Every entry that follows should be reproduced exactly.

════════

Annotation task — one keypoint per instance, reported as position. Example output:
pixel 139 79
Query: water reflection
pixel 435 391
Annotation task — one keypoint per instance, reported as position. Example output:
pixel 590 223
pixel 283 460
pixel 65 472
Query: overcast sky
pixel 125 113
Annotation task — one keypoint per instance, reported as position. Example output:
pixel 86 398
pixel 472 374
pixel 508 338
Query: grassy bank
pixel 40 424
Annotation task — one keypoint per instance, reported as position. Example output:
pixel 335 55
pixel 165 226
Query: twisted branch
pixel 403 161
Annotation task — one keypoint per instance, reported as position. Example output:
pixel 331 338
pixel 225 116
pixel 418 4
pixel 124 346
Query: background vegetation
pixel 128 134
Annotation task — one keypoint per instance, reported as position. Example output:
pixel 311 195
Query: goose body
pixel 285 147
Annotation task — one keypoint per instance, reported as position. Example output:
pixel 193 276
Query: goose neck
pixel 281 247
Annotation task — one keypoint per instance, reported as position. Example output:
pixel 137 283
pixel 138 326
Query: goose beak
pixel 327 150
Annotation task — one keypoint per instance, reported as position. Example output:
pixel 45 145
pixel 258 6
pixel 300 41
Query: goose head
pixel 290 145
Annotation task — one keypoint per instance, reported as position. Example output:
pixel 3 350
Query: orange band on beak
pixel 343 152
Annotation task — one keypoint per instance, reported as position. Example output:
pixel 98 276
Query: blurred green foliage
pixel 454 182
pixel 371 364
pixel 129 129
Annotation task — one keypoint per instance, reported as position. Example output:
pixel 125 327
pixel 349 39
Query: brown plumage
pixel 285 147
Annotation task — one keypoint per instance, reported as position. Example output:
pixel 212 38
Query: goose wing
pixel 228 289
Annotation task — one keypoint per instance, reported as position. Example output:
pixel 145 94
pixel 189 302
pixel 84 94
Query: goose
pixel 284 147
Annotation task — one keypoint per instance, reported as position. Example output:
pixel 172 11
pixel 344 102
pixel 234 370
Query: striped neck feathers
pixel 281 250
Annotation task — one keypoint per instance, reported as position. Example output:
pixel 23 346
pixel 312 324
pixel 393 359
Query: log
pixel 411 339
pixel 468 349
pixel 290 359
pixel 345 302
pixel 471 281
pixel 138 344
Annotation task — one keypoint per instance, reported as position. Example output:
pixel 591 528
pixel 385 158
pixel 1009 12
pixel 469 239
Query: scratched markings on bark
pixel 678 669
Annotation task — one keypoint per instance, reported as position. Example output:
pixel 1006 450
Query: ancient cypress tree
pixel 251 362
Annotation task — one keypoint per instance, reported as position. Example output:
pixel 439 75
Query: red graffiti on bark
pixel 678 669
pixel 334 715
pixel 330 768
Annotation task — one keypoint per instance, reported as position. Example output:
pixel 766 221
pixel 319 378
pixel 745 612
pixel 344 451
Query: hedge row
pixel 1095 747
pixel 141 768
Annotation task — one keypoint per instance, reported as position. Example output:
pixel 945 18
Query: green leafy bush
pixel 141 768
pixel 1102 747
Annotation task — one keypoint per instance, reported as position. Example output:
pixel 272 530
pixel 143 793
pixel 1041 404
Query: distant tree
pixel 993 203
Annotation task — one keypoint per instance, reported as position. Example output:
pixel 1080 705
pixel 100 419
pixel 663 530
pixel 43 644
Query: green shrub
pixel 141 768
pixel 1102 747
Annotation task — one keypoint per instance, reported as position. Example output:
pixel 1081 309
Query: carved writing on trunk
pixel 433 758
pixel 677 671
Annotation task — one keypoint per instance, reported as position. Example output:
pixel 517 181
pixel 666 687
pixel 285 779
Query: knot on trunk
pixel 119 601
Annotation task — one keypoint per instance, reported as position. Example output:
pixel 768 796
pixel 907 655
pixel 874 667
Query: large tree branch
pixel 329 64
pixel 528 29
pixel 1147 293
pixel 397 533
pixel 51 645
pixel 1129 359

════════

Written response >>
Annotation task — one keypoint per instance, reported as position. Example output:
pixel 139 79
Query: water reflection
pixel 435 391
Annotation task — one keypoint per instance, reported as position. Example output:
pixel 590 223
pixel 283 460
pixel 65 472
Query: overcast sky
pixel 125 113
Annotation task — one keypoint per instance, reported as position. Example output:
pixel 86 398
pixel 472 374
pixel 508 338
Query: grassy bank
pixel 40 424
Annotation task — one keypoint per instance, reported as position. Example output:
pixel 335 55
pixel 165 226
Query: twisted branch
pixel 403 161
Annotation task — one keypoint per instance, reported as position. Example output:
pixel 331 338
pixel 225 116
pixel 418 4
pixel 124 346
Query: background vegetation
pixel 128 134
Annotation task — one keypoint per instance, reported as position. Example output:
pixel 311 195
Query: goose body
pixel 285 147
Annotation task — one keypoint per instance, reported as position. Example output:
pixel 193 276
Query: goose neck
pixel 281 247
Annotation task — one keypoint per instance, reported as position. Example output:
pixel 137 283
pixel 138 326
Query: goose beak
pixel 327 150
Annotation task — one keypoint per instance, reported as position. Example output:
pixel 45 145
pixel 258 6
pixel 300 41
Query: goose head
pixel 290 145
Annotation task — one keypoint per instance, reported as position. Example output:
pixel 3 350
Query: orange band on beak
pixel 343 152
Annotation task — one keypoint per instance, reported as position. Example output:
pixel 98 276
Query: blurred green foliage
pixel 454 182
pixel 371 364
pixel 129 129
Annotation task — one keypoint per instance, reported as position. Example output:
pixel 125 327
pixel 349 39
Query: brown plumage
pixel 285 147
Annotation task — one keypoint per instance, reported as position. Example output:
pixel 212 38
Query: goose wing
pixel 228 289
Annotation task — one keypoint per instance, reported as position. Example output:
pixel 145 94
pixel 189 302
pixel 84 94
Query: goose
pixel 284 147
Annotation task — one keypoint per instance, reported as position. Example output:
pixel 172 11
pixel 344 102
pixel 234 370
Query: striped neck feathers
pixel 281 250
Annotation task — one keypoint per instance, reported as position. Example output:
pixel 23 346
pixel 312 324
pixel 393 359
Query: log
pixel 411 339
pixel 468 349
pixel 290 359
pixel 345 302
pixel 471 281
pixel 138 344
Annotation task — one keypoint per instance, reported as position. Example output:
pixel 591 528
pixel 385 158
pixel 1009 12
pixel 469 239
Query: scratched markings on bark
pixel 678 669
Annotation task — one keypoint per instance, reported as position. Example output:
pixel 1006 450
Query: ancient cypress tree
pixel 251 362
Annotation task — one keypoint per instance, reported as position. Example output:
pixel 439 75
Query: red graffiti on bark
pixel 678 669
pixel 334 715
pixel 330 768
Annotation task — one keypoint per instance, reported as position. Example output:
pixel 766 221
pixel 319 378
pixel 745 612
pixel 344 451
Query: hedge row
pixel 1095 747
pixel 141 768
Annotation task — one keypoint per instance, reported as position. Example output:
pixel 945 18
Query: green leafy bush
pixel 141 768
pixel 1102 747
Annotation task — one keypoint per instance, reported as position. Example output:
pixel 272 530
pixel 143 793
pixel 1041 404
Query: distant tree
pixel 993 203
Annotation task — one keypoint per instance, reported as position. Example output:
pixel 1080 705
pixel 100 419
pixel 663 530
pixel 43 644
Query: green shrub
pixel 141 768
pixel 1102 747
Annotation task — one keypoint per instance, reported as position. Example output:
pixel 1081 309
Query: carved writing on trunk
pixel 433 758
pixel 677 671
Annotation task — one keypoint per instance, reported as position. Example output:
pixel 517 181
pixel 666 687
pixel 285 779
Query: knot on trunk
pixel 119 601
Annotation task — one keypoint per instance, reported as position. Example output:
pixel 768 796
pixel 907 655
pixel 874 667
Query: large tree branch
pixel 329 64
pixel 528 29
pixel 1147 293
pixel 397 533
pixel 51 645
pixel 1129 359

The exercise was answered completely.